A subcorpus in the SweLL-pilot collection
(Elena Volodina, August, 17, 2021)
2. Metadata description for the TISUS subcorpus
Total nr essays: 105 (June, 19, 2021)
Nr sentences: 3 422
Nr tokens: 60 632, incl. punctuation and NL-tokens (see below)
Levels represented (CEFR scale): B2, C1
No manual coding/labeling was performed, except very basic anonymization control
NOTE the use of NL-tokens (i.e. New Line breaks) to preserve line breaks in the original learner writings. NL-tokens do not correspond to any punctuation, are added to the beginning of the sentences following it, and are counted towards running tokens.
TISUS is a subcorpus of SweLL-pilot collection of learner essays written by adult immigrants learning Swedish in Sweden. The essays were collected from an official exam Test In Swedish for University Studies, TISUS, during one occasion in 2006. The setting of the essay collection has given the name to this subcorpus. Learners filled in consent forms and allowed use of their essays and personal metadata for research.

PROVIDED RECORDS>
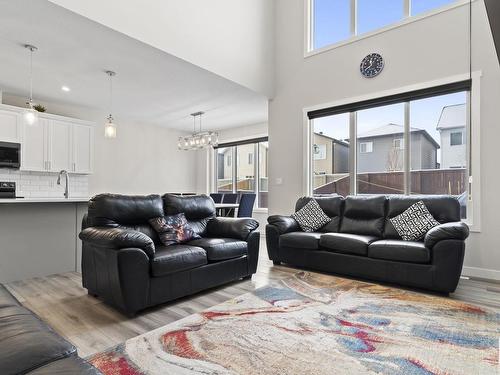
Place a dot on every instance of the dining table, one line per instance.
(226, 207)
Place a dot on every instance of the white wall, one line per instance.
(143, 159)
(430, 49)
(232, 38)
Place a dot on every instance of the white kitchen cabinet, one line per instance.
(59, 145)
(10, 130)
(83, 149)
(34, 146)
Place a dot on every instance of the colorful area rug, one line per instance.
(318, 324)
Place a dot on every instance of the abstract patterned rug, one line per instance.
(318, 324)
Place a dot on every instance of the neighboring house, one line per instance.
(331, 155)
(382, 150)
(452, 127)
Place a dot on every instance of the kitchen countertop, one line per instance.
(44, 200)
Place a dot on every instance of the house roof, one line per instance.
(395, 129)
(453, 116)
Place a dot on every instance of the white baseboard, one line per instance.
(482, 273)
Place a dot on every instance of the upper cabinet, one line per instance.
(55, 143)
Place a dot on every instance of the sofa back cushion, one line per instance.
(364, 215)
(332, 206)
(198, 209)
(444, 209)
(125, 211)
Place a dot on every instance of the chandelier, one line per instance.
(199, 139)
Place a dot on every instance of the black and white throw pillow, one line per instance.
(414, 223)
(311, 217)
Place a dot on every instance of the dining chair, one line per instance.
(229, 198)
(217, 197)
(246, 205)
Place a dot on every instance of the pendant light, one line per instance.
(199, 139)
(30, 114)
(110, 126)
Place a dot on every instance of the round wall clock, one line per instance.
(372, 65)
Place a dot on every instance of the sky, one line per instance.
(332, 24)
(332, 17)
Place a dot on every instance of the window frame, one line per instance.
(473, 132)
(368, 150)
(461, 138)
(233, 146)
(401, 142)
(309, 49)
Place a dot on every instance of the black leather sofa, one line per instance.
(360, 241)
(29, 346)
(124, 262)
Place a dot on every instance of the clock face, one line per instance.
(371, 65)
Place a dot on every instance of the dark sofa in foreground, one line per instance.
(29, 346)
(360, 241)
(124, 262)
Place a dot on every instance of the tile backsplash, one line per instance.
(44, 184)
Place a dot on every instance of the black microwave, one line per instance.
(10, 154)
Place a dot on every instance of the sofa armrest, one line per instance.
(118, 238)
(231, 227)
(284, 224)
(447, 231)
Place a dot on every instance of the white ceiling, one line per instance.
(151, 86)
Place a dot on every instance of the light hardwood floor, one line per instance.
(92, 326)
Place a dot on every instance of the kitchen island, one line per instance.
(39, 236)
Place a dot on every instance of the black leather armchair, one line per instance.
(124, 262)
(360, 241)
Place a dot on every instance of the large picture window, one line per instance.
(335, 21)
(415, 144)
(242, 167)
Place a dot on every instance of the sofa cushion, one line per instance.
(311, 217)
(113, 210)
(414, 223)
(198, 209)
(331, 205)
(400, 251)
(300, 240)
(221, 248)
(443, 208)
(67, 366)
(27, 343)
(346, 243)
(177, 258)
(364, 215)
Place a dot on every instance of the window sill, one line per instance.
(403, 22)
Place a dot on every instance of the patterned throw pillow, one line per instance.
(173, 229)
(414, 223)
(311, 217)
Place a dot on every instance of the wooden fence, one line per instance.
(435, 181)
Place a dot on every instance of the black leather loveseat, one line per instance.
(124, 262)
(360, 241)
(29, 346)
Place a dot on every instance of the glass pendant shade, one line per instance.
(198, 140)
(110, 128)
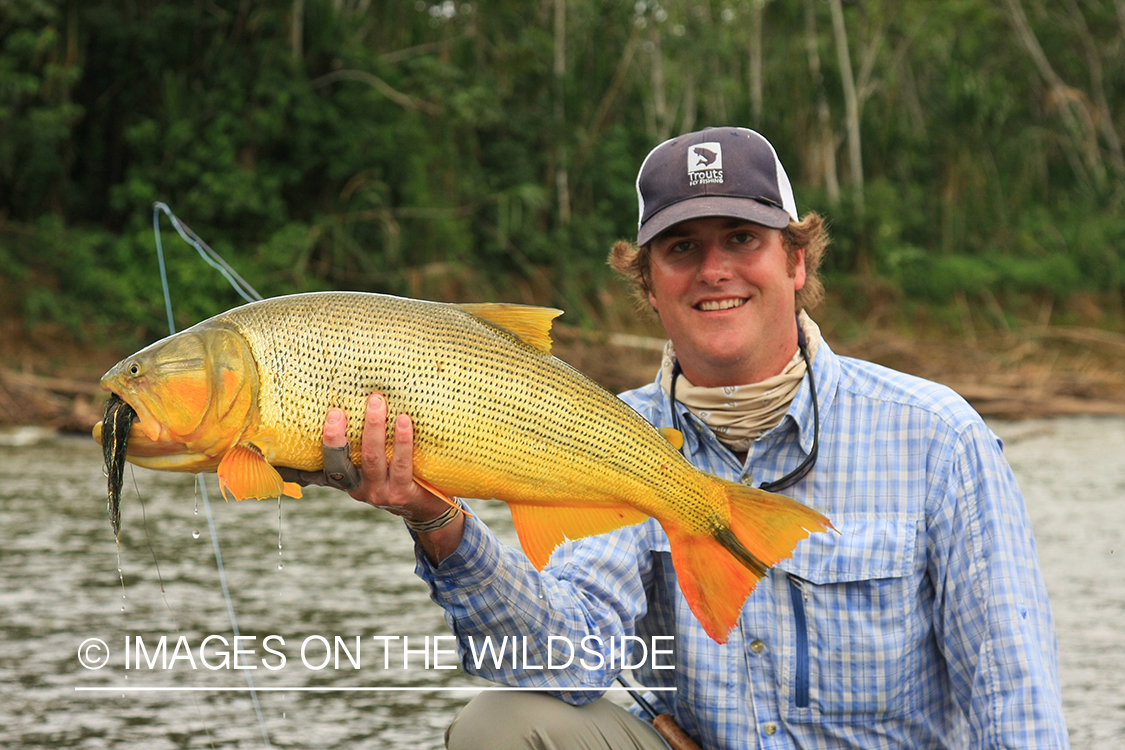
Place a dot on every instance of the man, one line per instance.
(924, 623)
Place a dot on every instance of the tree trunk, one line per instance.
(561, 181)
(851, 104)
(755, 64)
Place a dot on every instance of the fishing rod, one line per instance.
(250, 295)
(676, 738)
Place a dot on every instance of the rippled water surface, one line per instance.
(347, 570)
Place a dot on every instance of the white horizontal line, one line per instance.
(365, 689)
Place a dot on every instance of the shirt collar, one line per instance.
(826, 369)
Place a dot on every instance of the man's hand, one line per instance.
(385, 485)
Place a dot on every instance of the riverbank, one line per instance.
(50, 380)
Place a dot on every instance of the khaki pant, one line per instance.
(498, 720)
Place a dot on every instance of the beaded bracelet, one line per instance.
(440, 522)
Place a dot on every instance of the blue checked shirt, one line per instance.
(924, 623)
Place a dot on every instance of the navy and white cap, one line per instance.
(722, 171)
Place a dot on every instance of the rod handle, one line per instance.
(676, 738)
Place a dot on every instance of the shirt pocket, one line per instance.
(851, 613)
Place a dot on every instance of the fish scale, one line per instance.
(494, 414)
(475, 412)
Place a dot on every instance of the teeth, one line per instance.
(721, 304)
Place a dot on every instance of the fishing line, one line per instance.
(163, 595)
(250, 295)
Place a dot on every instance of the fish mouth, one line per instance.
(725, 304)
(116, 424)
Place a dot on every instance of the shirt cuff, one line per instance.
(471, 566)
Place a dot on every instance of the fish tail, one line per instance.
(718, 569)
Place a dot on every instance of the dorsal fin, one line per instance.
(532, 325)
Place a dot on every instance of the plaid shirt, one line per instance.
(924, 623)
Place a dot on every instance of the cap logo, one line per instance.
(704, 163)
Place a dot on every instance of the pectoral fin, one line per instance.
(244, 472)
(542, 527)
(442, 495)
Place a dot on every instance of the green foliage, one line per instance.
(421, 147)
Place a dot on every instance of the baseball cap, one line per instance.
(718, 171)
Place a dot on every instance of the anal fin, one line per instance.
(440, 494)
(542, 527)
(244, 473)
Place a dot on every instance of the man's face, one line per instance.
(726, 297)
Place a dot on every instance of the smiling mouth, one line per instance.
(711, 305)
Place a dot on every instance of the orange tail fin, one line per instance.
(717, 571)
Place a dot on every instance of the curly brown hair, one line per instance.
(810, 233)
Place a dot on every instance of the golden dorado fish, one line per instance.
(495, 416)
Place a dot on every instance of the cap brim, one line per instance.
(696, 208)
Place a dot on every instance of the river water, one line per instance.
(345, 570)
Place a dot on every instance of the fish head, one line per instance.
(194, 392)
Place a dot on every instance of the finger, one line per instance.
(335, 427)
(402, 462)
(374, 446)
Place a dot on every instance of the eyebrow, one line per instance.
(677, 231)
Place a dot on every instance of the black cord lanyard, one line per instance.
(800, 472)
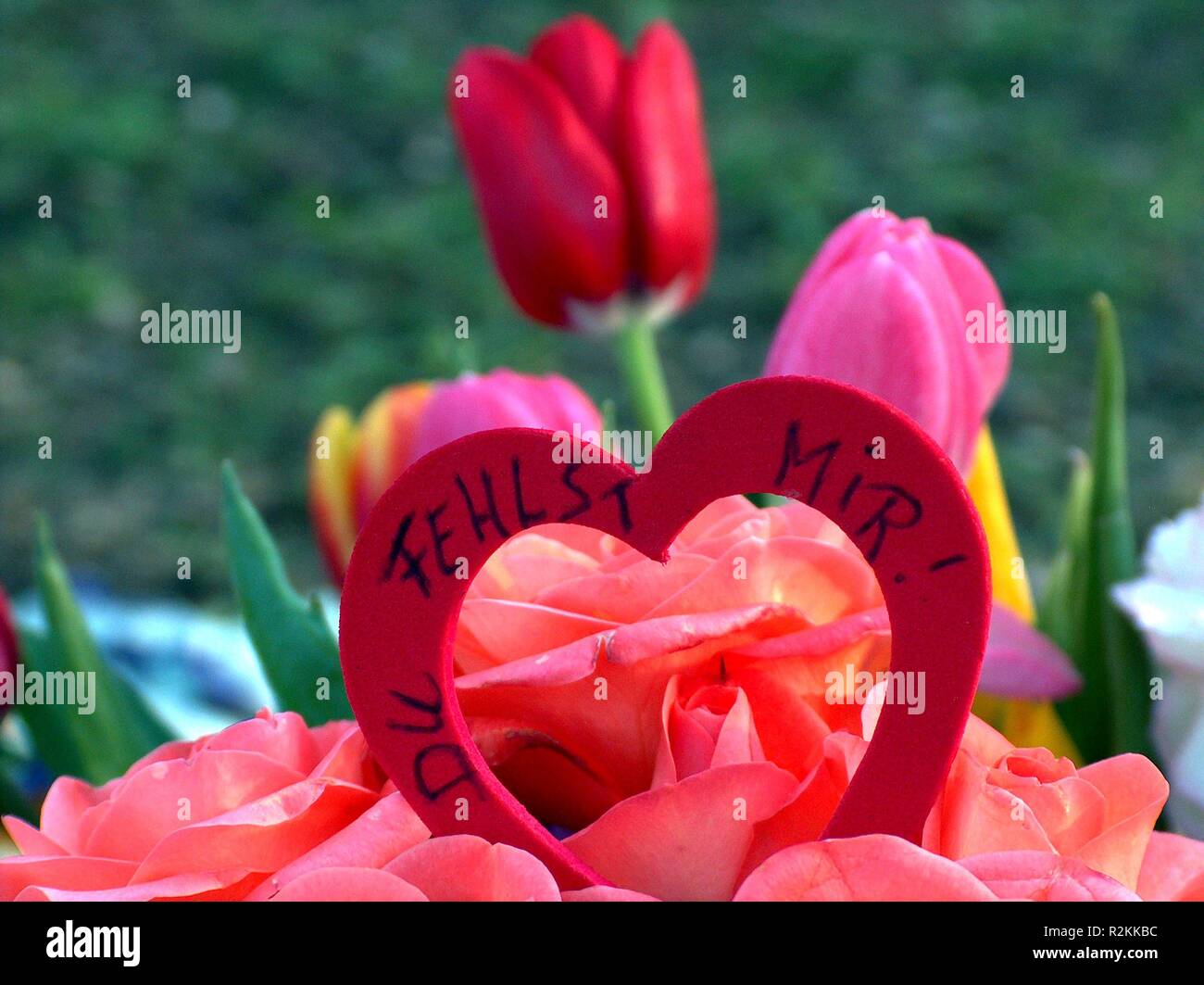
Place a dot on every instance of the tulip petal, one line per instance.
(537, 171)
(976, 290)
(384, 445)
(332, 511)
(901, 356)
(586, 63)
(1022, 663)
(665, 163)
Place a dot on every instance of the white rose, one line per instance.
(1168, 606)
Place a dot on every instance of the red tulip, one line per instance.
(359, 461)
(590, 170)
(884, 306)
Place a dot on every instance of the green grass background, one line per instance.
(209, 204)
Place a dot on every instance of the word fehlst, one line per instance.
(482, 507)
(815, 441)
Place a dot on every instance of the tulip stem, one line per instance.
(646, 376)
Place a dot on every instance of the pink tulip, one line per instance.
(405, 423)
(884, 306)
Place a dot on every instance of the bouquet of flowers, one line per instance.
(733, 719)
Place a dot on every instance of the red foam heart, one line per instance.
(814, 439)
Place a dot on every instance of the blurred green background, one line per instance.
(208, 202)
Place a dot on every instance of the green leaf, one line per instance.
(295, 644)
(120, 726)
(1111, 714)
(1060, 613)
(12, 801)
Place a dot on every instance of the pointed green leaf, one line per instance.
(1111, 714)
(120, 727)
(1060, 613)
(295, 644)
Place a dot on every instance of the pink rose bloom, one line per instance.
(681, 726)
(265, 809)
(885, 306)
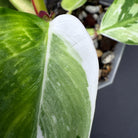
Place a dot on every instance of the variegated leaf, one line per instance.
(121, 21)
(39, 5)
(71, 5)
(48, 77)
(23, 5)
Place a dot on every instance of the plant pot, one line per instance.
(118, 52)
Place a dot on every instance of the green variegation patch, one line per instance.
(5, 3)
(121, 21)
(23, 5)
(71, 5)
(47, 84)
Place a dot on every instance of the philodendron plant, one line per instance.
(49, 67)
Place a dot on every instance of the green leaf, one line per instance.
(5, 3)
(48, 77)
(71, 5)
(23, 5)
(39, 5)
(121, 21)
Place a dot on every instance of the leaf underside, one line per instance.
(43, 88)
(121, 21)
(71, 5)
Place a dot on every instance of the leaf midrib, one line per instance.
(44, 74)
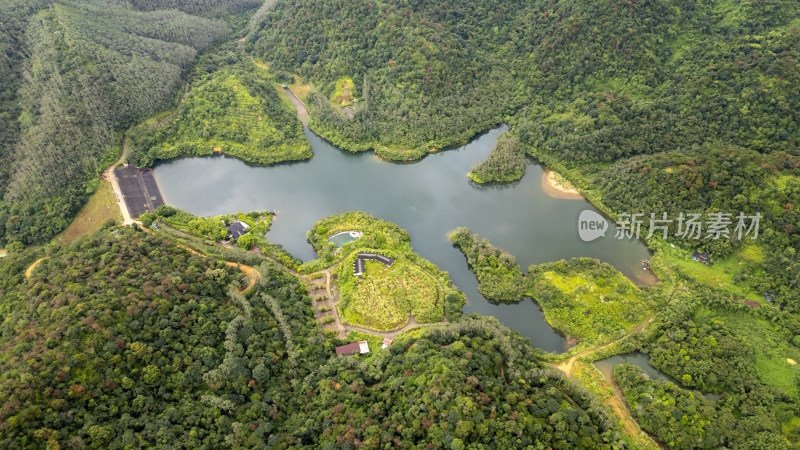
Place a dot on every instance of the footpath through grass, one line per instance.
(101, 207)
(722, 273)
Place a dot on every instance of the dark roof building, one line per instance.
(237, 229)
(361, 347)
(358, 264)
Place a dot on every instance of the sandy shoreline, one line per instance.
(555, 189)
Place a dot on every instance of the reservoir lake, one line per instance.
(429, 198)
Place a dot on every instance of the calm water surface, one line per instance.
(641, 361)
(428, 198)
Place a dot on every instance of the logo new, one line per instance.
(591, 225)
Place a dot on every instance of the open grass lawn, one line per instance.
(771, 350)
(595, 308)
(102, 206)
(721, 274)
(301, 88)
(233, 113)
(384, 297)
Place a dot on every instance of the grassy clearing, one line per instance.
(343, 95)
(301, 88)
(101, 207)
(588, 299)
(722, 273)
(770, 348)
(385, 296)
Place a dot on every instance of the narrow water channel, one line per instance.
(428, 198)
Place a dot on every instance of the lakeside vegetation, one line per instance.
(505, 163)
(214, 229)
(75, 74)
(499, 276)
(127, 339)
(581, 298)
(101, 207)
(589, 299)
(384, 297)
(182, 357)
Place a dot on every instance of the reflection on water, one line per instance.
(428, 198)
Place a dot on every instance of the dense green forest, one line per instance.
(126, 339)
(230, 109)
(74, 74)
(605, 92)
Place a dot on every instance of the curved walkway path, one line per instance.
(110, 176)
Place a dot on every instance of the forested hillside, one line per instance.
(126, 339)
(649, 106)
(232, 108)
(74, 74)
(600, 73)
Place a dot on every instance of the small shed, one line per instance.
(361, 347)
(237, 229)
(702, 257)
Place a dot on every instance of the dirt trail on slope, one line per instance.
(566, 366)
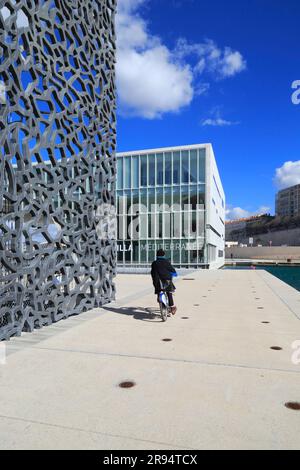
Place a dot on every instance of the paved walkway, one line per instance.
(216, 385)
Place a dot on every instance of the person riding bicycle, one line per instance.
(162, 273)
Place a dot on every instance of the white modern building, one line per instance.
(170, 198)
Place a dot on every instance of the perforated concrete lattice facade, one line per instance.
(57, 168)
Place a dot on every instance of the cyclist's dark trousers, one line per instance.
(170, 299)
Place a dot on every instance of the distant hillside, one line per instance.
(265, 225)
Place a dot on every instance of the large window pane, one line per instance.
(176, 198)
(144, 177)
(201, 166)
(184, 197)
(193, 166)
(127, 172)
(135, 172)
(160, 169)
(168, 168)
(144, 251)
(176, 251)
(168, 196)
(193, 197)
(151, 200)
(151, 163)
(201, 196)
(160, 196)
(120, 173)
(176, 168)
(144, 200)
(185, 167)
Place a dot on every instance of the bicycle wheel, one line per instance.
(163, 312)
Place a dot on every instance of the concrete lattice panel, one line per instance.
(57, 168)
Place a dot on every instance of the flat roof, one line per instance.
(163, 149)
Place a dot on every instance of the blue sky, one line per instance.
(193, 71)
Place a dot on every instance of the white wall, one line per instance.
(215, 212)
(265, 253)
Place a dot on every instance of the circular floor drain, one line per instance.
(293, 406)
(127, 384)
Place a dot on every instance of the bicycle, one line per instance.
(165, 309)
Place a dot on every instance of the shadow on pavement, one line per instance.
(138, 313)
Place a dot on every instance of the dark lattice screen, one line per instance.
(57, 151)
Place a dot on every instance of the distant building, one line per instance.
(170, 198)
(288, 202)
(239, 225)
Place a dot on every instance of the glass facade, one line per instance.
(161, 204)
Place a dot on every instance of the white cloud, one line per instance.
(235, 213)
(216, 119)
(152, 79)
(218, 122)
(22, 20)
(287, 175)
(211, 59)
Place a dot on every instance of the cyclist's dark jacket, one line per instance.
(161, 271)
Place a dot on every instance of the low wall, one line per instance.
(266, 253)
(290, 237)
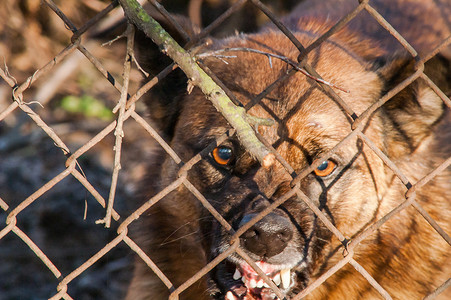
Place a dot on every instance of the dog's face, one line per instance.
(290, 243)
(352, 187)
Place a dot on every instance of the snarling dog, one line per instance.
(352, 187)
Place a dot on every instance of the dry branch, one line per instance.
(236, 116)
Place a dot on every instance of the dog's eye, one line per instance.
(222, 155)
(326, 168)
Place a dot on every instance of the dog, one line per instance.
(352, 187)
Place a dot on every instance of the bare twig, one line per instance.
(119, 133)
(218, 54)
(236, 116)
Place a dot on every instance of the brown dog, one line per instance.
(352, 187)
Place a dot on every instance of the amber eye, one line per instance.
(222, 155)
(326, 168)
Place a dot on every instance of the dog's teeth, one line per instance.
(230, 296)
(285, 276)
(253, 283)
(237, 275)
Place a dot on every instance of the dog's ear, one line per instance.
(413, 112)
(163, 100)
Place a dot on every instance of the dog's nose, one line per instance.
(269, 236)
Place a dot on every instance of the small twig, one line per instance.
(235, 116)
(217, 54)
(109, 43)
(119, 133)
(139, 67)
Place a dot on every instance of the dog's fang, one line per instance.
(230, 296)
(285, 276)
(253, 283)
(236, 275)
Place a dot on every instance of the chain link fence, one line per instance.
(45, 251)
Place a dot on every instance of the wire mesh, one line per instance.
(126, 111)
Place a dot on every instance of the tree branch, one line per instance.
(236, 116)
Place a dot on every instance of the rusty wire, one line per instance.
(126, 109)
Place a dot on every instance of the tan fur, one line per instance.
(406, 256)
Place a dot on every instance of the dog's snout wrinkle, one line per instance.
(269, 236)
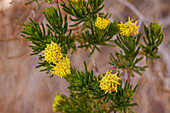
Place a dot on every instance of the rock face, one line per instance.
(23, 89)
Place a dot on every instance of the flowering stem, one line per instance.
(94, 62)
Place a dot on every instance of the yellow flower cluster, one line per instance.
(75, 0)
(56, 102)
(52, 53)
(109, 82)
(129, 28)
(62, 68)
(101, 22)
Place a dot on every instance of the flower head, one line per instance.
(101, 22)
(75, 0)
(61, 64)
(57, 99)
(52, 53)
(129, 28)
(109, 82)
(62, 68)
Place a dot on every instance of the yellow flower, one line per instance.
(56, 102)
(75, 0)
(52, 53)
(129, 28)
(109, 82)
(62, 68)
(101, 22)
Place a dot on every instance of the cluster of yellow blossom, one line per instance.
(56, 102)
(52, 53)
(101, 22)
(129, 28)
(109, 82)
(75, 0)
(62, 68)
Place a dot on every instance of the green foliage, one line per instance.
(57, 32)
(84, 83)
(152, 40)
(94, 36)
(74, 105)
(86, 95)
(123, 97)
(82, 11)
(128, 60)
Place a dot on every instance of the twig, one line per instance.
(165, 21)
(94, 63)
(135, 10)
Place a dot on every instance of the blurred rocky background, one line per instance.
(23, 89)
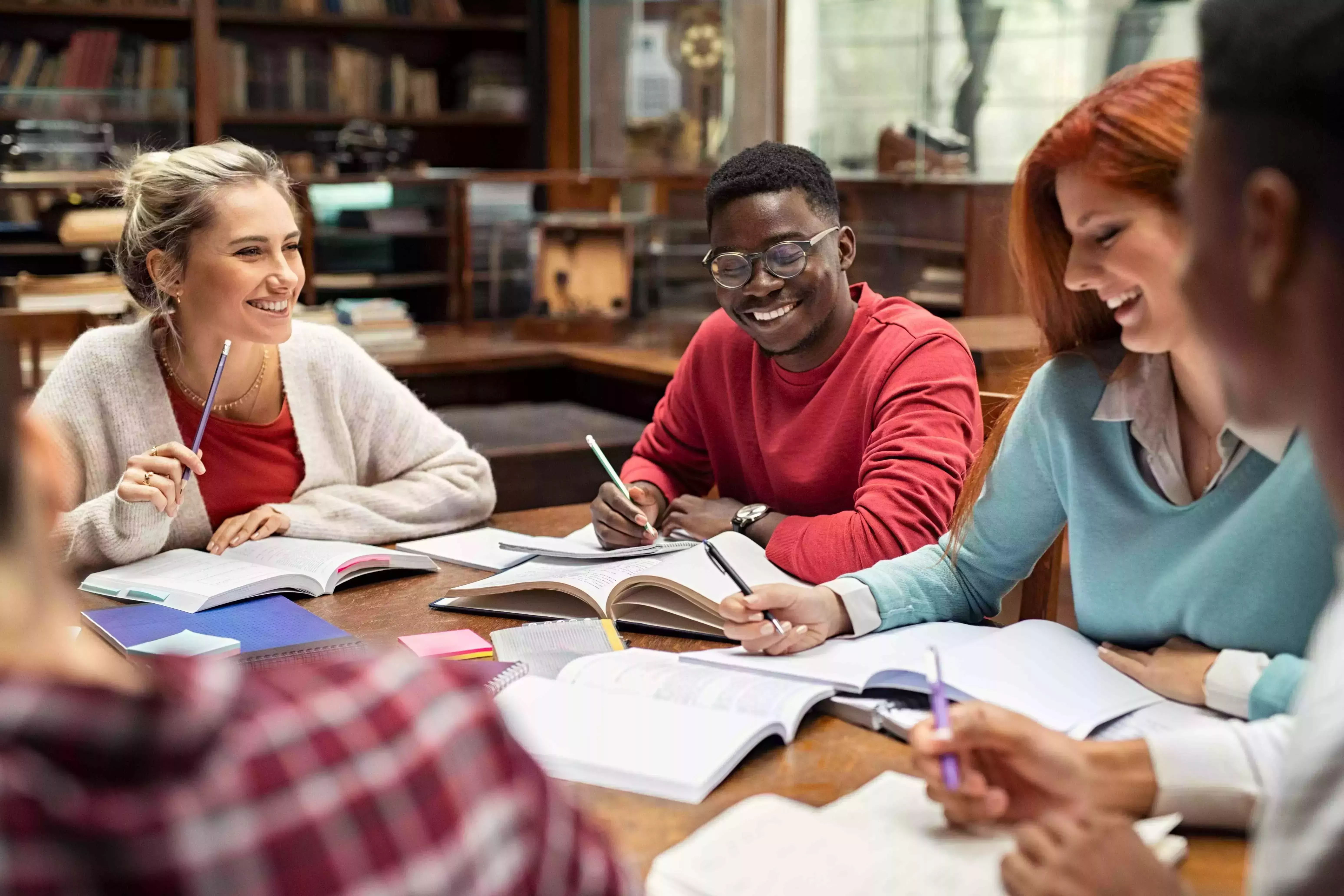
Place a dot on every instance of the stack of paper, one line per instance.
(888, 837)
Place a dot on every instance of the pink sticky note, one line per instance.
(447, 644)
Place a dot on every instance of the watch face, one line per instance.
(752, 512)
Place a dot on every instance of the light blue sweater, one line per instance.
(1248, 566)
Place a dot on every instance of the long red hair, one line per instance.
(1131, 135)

DIRECTION A>
Using the TISUS subcorpus description, answer the following:
(i) How many essays does the subcorpus contain?
(ii) Which CEFR levels are represented?
(iii) In what year were the essays collected?
DIRECTION B> Extend the TISUS subcorpus description beyond its final sentence.

TASK RESPONSE A>
(i) 105 essays (as of June 19, 2021).
(ii) B2 and C1.
(iii) 2006.

TASK RESPONSE B>
Essays were collected and transcribed on the initiative of individual exam assessors at Stockholm University, Sweden. All later work on linguistic annotation, file format conversions and CEEFR mappings was funded by Språkbanken and Center for Language Technology (CLT), both at the University of Gothenburg, Sweden, during 2012-2016. Part of the work on metadata harmonization was carried out later as part of the L2 profiles project and SweLL infrastructure project.
For approved users, TISUS is available through Korp search interface and as a full dataset via a link that is sent to approved users. To get access, apply using this form: https://sunet.artologik.net/gu/swell.
The TISUS subcorpus is maintained at the University of Gothenburg, Språkbanken Text (https://spraakbanken.gu.se), as part of the SweLL infrastructure.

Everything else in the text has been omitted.